# [Material for the task]
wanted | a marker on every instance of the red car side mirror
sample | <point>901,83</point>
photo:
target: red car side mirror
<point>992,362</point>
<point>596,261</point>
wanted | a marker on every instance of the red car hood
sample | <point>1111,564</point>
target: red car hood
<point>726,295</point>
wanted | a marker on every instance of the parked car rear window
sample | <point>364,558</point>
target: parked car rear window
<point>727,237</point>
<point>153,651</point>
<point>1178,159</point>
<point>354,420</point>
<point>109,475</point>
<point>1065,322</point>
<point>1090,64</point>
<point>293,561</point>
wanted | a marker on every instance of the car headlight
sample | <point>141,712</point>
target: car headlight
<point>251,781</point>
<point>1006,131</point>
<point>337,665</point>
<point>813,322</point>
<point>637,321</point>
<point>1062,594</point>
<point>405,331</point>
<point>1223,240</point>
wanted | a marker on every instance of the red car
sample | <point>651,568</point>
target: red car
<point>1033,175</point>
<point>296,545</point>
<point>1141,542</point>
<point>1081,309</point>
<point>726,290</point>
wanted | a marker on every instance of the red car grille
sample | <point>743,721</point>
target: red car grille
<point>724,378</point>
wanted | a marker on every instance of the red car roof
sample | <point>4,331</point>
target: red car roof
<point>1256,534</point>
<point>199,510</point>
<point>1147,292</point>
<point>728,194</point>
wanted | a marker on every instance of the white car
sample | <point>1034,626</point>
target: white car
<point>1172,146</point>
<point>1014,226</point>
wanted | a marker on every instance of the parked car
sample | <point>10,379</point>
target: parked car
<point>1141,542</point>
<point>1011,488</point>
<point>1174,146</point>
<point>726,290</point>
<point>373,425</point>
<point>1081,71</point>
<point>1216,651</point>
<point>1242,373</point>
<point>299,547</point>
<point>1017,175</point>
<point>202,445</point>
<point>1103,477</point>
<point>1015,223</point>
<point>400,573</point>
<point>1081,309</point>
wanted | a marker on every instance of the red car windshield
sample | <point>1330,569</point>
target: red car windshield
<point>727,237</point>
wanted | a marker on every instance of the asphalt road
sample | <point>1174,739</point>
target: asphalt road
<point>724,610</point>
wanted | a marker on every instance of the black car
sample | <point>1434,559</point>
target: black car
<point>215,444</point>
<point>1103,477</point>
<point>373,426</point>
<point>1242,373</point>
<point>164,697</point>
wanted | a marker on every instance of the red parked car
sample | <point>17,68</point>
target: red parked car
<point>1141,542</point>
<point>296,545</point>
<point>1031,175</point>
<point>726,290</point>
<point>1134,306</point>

# [What needs to be done]
Each line from the one that includes "target: asphalt road" down to the close of the records above is to be given again exactly, and no other line is to appear.

# [Written answer]
target: asphalt road
<point>724,610</point>
wanted | a marker on every instance of the black car
sample | <point>1434,559</point>
target: black car
<point>215,444</point>
<point>1103,477</point>
<point>373,426</point>
<point>1242,373</point>
<point>164,697</point>
wanted | a marker on every instance of the red parked car
sample | <point>17,68</point>
target: red parked car
<point>1141,542</point>
<point>296,545</point>
<point>1031,175</point>
<point>726,290</point>
<point>1134,306</point>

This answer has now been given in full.